The problem
Reproduce word for word the part of the excerpt on ASVs and OTUs starting with "A Dilemma for Direct-To-Retail" and going on through "starting around 2021.".

--- Excerpt Enclosed Below ---

In summary, the main difference lies in the level of sequence resolution. ASVs aim for the highest possible resolution by identifying unique sequences, while OTUs represent clusters of similar sequences based on a chosen threshold. The choice between ASVs and OTUs depends on the specific research goals, the desired level of taxonomic resolution, and considerations related to sequencing error handling and computational resources.

To translate into human terms: ASV identifies criminals by fingerprints or DNA, while OTU identifies by the image from a security camera.

A Dilemma for Direct-To-Retail Tests

My colleague words makes the points clearly: Problem is full length is twice as expensive. Consumers are not knowledgeable about the differences but are very cost aware. The cheapest and least reliable way is often the norm. A direct to retail test costing less than $400 is likely to use the more inaccurate processes.

A Dilemma for Data from Studies

We encounter the same issue often for studies, budget! Searching the US National Library of Medicine for ASV, I get 2,955 results

Searching the US National Library of Medicine for OTU, I get 9,180 results. We also see that ASV is replacing OTU starting around 2021.

This means that many studies published before 2021 may have correctly identified the bacteria impacted as little as 50% of the time. So, does Barley increases or decreases Bifidobacterium?

--- End of Enclosed Excerpt ---
--- Dataset extract Enclosed Below ---

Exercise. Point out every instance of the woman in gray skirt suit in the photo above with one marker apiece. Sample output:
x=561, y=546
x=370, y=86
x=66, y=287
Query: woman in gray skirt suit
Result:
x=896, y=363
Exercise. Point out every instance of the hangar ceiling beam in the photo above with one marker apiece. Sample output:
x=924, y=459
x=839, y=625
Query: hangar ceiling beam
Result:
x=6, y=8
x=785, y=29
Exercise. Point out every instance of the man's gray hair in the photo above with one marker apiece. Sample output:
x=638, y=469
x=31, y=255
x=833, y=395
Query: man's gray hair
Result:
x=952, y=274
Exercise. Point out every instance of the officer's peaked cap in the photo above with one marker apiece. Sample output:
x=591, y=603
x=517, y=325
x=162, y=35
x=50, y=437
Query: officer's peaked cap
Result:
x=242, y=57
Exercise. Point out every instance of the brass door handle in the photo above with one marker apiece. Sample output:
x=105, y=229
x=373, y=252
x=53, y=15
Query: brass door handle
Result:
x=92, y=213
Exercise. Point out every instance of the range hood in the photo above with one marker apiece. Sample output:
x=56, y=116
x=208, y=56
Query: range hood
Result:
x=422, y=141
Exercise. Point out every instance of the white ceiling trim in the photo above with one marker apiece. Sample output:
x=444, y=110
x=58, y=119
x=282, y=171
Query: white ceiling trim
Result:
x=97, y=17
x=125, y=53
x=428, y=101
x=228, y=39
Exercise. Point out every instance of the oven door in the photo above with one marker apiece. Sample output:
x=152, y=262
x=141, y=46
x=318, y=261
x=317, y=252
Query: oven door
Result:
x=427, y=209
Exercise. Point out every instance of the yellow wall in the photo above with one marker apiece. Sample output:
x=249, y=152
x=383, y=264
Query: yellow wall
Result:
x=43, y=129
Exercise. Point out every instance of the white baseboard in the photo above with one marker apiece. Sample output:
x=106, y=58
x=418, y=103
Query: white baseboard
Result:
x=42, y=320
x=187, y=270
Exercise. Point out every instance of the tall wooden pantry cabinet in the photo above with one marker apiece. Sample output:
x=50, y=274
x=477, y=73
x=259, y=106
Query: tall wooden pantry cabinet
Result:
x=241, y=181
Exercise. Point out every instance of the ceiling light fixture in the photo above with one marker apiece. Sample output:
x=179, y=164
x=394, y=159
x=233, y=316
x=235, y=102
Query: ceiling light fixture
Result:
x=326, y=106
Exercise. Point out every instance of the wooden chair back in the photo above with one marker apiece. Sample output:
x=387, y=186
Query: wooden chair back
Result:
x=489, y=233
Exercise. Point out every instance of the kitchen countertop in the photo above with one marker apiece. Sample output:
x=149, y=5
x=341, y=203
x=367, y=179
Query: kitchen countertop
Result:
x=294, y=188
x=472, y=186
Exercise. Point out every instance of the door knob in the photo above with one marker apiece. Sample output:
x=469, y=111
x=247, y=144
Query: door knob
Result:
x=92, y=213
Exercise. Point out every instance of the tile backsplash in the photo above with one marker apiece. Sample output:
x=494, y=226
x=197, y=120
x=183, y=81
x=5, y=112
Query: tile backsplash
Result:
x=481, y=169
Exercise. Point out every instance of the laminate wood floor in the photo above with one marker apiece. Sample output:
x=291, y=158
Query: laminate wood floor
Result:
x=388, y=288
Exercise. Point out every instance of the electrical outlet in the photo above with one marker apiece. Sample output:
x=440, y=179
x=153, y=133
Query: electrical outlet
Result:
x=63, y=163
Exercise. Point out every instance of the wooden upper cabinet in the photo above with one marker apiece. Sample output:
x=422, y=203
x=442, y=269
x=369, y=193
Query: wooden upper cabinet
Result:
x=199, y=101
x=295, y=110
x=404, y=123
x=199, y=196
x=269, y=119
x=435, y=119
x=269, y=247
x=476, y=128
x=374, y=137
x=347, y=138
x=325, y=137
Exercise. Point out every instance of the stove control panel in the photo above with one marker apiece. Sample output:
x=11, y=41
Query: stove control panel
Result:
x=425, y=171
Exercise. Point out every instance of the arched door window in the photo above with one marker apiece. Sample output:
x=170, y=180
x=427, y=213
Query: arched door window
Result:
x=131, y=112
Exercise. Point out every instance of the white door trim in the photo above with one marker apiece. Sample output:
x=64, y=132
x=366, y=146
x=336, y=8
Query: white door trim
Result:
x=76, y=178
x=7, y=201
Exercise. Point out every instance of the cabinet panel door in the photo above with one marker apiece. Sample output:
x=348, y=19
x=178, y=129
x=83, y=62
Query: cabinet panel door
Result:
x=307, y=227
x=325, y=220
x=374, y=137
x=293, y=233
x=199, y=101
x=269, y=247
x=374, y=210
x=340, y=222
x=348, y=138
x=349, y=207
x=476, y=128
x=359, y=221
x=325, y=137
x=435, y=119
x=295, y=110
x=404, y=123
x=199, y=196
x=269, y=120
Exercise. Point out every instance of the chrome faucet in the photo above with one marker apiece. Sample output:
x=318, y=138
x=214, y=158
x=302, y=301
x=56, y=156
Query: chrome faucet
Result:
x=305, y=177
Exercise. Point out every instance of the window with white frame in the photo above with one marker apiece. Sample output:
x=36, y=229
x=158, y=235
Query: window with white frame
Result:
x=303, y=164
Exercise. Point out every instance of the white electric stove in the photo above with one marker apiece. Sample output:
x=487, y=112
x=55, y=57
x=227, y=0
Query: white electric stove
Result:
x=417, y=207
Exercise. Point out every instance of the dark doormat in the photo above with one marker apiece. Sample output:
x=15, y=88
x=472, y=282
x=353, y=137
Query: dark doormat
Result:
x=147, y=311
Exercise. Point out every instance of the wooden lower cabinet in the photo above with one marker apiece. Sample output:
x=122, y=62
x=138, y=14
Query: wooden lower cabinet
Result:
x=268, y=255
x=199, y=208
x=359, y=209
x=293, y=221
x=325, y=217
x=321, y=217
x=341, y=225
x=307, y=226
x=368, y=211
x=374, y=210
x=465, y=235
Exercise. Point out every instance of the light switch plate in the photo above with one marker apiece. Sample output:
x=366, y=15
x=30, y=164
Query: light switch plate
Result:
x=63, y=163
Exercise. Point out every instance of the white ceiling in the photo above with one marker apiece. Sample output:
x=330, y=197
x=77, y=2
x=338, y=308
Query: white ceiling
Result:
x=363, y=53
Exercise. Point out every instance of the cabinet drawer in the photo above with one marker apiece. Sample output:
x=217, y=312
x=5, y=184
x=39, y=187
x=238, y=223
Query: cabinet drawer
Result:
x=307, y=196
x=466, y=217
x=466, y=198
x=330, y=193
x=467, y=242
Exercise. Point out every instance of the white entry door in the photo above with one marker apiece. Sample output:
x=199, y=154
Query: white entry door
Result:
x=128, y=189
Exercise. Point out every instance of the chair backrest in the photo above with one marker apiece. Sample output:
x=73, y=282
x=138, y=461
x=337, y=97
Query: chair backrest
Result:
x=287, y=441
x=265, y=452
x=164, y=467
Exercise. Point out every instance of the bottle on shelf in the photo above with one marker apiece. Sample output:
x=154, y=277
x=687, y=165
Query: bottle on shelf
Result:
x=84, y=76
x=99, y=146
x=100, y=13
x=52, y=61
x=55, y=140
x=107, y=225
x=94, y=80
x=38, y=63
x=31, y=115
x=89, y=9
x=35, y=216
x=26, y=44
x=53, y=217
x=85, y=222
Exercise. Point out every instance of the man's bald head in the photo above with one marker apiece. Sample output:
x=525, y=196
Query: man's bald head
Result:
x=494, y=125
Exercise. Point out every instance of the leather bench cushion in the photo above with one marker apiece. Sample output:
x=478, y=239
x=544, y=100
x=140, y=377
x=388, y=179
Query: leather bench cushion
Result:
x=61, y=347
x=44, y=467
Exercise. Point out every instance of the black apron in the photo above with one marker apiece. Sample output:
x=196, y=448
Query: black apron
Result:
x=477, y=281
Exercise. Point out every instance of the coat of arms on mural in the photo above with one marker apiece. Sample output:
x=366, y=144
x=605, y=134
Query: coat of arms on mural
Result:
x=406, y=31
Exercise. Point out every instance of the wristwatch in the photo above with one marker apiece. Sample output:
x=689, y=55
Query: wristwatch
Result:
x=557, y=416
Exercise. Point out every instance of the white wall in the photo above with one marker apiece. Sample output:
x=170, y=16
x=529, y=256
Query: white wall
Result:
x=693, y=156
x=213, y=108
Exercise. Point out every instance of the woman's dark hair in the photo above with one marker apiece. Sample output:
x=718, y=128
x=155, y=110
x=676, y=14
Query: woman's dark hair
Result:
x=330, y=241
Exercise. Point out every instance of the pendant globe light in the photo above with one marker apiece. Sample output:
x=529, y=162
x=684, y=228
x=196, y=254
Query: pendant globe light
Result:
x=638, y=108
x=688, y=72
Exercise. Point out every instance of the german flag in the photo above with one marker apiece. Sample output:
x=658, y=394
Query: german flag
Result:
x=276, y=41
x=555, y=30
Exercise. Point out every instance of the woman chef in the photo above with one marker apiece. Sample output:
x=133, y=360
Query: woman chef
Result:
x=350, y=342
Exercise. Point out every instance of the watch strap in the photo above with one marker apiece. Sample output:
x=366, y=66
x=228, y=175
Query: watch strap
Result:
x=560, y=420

--- End of Enclosed Dataset extract ---

The completed task
A Dilemma for Direct-To-Retail Tests

My colleague words makes the points clearly: Problem is full length is twice as expensive. Consumers are not knowledgeable about the differences but are very cost aware. The cheapest and least reliable way is often the norm. A direct to retail test costing less than $400 is likely to use the more inaccurate processes.

A Dilemma for Data from Studies

We encounter the same issue often for studies, budget! Searching the US National Library of Medicine for ASV, I get 2,955 results

Searching the US National Library of Medicine for OTU, I get 9,180 results. We also see that ASV is replacing OTU starting around 2021.